[Rows taken from a pointing dataset]
########################################

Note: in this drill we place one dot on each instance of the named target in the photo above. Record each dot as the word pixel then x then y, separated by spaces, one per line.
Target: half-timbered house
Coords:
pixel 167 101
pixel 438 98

########################################

▸ **Stated goal**: Pull every line out of the material above and copy each one without any changes.

▸ **Output for this task**:
Note: in this drill we place one dot on each instance of the named target in the photo above. Record each dot as the word pixel then x then y, separated by spaces, one per line.
Target: half-timbered house
Coords:
pixel 167 101
pixel 438 98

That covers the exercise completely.